** Begin Input **
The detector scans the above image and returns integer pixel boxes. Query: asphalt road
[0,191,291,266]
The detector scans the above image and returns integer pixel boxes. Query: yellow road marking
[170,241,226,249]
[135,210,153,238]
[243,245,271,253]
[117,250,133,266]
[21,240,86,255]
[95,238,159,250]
** End Input **
What this task involves: Retype all of the lines above, character for character.

Result of this exercise:
The detector scans the above image and returns integer pixel boxes. Query: asphalt road
[0,191,291,266]
The detector scans the above image and returns integer pixel boxes. Query: yellow road marking
[170,241,226,249]
[135,210,153,238]
[243,245,271,253]
[117,250,133,266]
[21,240,86,255]
[95,238,159,250]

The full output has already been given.